I'd like the entries repeated exactly, without their pictures.

• [Provided data]
* * * * * * * * *

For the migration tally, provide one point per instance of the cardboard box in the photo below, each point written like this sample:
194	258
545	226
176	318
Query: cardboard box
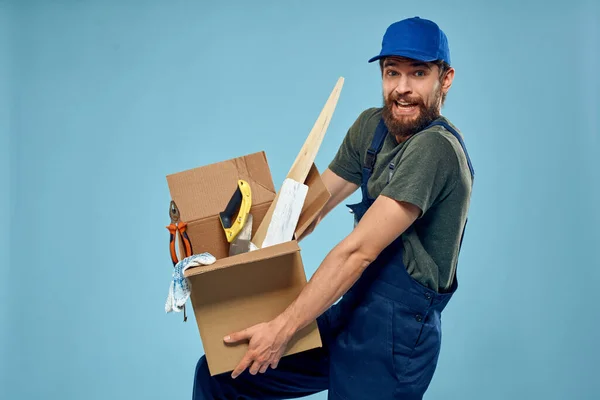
246	289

* * * * * * * * *

• [Answer section]
For the migration tally, provide one point per instance of the cardboard box in the photo below, each point written like this sample:
194	258
545	226
176	318
Query: cardboard box
246	289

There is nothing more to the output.